(Collection entries)
►
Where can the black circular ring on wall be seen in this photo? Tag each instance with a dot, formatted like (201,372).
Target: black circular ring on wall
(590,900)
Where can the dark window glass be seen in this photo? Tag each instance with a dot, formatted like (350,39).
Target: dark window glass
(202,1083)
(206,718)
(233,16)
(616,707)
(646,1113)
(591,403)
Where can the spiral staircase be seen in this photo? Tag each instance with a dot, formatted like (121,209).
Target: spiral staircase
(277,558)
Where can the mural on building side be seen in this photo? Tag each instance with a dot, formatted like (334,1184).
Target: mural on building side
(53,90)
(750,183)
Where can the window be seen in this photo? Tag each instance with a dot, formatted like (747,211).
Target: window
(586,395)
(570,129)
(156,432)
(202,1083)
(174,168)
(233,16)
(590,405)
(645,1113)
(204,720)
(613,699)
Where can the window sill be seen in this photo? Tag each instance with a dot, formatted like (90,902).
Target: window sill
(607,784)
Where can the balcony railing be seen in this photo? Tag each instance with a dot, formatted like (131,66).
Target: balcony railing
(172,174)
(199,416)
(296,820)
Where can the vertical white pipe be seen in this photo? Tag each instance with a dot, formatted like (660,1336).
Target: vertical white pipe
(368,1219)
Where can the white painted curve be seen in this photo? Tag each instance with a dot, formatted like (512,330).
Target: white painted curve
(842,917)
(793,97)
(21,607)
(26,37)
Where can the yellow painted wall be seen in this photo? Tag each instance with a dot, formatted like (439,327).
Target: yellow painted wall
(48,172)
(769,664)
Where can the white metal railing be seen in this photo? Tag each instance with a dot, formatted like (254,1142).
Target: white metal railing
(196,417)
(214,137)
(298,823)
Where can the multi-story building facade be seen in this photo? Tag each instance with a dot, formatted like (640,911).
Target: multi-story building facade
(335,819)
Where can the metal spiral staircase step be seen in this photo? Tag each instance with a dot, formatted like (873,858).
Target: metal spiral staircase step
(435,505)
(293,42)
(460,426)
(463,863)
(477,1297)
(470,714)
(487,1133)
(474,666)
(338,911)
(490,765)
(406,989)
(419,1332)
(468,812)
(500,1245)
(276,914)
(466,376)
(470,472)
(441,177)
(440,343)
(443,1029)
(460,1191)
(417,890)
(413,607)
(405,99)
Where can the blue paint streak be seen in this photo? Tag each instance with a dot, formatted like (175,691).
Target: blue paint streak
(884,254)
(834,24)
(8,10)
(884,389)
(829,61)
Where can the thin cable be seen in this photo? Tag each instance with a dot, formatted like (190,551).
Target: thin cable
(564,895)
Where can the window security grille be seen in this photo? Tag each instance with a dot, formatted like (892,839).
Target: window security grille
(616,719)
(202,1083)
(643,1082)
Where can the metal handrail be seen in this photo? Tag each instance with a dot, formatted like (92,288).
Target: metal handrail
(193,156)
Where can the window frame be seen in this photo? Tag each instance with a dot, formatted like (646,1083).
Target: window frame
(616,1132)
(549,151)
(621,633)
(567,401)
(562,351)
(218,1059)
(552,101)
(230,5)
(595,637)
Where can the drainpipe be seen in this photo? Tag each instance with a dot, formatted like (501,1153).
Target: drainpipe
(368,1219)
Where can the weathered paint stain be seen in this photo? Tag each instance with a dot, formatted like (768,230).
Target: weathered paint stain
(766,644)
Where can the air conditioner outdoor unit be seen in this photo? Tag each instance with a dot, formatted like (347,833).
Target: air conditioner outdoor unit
◄
--- Task brief ---
Would you copy out each line exactly as written?

--- Output for this exercise ---
Where can the black circular ring on wall be seen in this photo? Tag each instance with a dot, formatted like (201,372).
Target: black circular ring on wall
(590,900)
Where can the dark window glass be seen in this photo? Tag each instance with a dot, formatted like (350,39).
Target: dark window glass
(202,1083)
(206,718)
(233,16)
(616,707)
(646,1113)
(591,403)
Where can the spiral staircase be seen in this photo? Tag each instance with a dot, formatted like (121,209).
Target: spiral staircase
(277,558)
Where can the mural on building side be seen in this photo? Tag each instance with a dot, formatted like (334,1184).
Target: mural on building side
(53,90)
(750,183)
Where can the window be seen in this photo? Tag each instance with a dot, formatted like (747,211).
Target: window
(586,395)
(570,129)
(156,432)
(202,1083)
(174,168)
(233,16)
(590,405)
(645,1113)
(204,720)
(613,699)
Where can the window sill be seen in this photo? Tag each instance with a dot, formatted like (90,902).
Target: window sill
(607,784)
Where can the balcony railing be seen in this photo? Tag each instance with a dot, formatted like (131,66).
Target: balcony railing
(172,174)
(199,416)
(296,820)
Where can the vertical white pipe be seen in this photo? Tag each instance with a dot, formatted like (660,1336).
Target: vertical white pipe
(368,1219)
Where can the white painted curve be seen in this photo? Tag each instance with a dot, formatted like (512,330).
Target: white painted curve
(842,917)
(793,97)
(21,607)
(26,37)
Where can the yellow painted wall be seen in this photo? Tag each instance with a dot, formatted like (439,327).
Target: yellow painted wall
(48,172)
(769,664)
Where can the white metal railing be seen in this photo? Tag each instance with a dot, formatted like (254,1142).
Target: white metal railing
(196,417)
(214,137)
(298,823)
Where can the multi-story building facade be seen in this photo? Tag each instance with a dot, formatted like (640,911).
Target: multi-story building facade
(335,819)
Where can the metal spiral staircase step be seen in this photo? Tag each instance with a dot, formatted like (873,858).
Target: metal spiral staircase step
(435,505)
(293,42)
(460,426)
(463,863)
(477,1297)
(470,714)
(487,1133)
(474,666)
(338,911)
(490,765)
(406,989)
(419,1332)
(468,812)
(500,1245)
(276,914)
(466,376)
(470,472)
(441,177)
(440,343)
(443,1029)
(460,1191)
(417,890)
(413,607)
(405,99)
Where can the blue paint streak be seen in this photo? Tag each instance with a dot, formatted like (175,691).
Target: blue paint streak
(884,254)
(834,24)
(8,10)
(884,389)
(829,61)
Where can the thin cable be seen in this photo? Tag each instance with a dot, formatted like (190,551).
Target: thin cable
(564,895)
Where can the window security grille be seen in this photo? Tag each instance with a dot, formatted like (892,839).
Target: window security grille
(616,719)
(202,1083)
(643,1082)
Where can the metal handrail be seen in this photo? Tag each instance with a dot, formatted like (92,288).
Target: metal handrail
(193,156)
Where can the window frame be seen in this photo? Tag each instance with a dot, formatted like (646,1083).
Target: window frame
(616,1132)
(549,151)
(621,633)
(567,401)
(562,351)
(218,1059)
(552,101)
(230,5)
(595,637)
Where can the drainpipe be seen in this photo? Tag each instance with a dot, formatted like (501,1153).
Target: drainpipe
(368,1219)
Where can the weathered paint stain be seen in this photo? Tag each instance with a dot, formatted like (768,230).
Target: weathered paint stain
(766,644)
Where can the air conditioner outdoor unit be seen in this photo? Tag each instance with a dot, formatted like (347,833).
Target: air conditioner outdoor unit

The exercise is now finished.